Extracted text:

>>>

AWS Fault Injection Simulator: Testing System Resilience with Chaos Engineering
How to run fault injection experiments with AWS FIS. EC2, ECS, RDS failure simulations and SAA-C03 exam essentials explained.
Related Exam Domains
- Domain 2: Design Resilient Architectures
Key Takeaway
AWS Fault Injection Simulator (FIS) is a managed chaos engineering service that injects controlled faults into AWS workloads to test application resilience. You can simulate EC2 failures, AZ outages, network latency, and more.
Exam Tip
Exam Essential: "Test application resilience" → AWS FIS, "Fault injection experiments" → AWS FIS, "Game day simulations" → AWS FIS
When Should You Use AWS FIS?
Best For
AWS FIS Recommended Scenarios:
├── Resilience validation
│ └── Test if system behaves correctly during failures
├── Game Day simulations
│ └── Recreate real failure scenarios and practice response
├── CI/CD pipeline integration
│ └── Automated resilience testing before deployment
├── AZ/Region failure preparation
│ └── Validate Multi-AZ, Multi-Region architectures
└── Monitoring/alarm validation
└── Verify CloudWatch alarms trigger correctly during failures
Not Ideal For
Cases Where AWS FIS Isn't the Best Fit:
├── First production deployment (test in staging first)

<<<

Exercise requirements:
A - On the AWS FIS page:
(i) Which exam domain is listed as related?
(ii) According to the key takeaway, what does AWS FIS inject into AWS workloads?
(iii) Under CI/CD pipeline integration, what does the AWS FIS page say the service provides?
B - Pull the passage of the AWS FIS page between "Related Exam Domains" and "latency, and more.", inclusive, word for word.

Data:
>>>

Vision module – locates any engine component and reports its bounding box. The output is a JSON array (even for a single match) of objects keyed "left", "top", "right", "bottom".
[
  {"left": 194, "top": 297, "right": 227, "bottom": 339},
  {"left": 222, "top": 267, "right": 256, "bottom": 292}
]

<<<

Task-by-task solutions:
A -
(i) Domain 2: Design Resilient Architectures
(ii) Controlled faults
(iii) Automated resilience testing before deployment

B -
Related Exam Domains
- Domain 2: Design Resilient Architectures
Key Takeaway
AWS Fault Injection Simulator (FIS) is a managed chaos engineering service that injects controlled faults into AWS workloads to test application resilience. You can simulate EC2 failures, AZ outages, network latency, and more.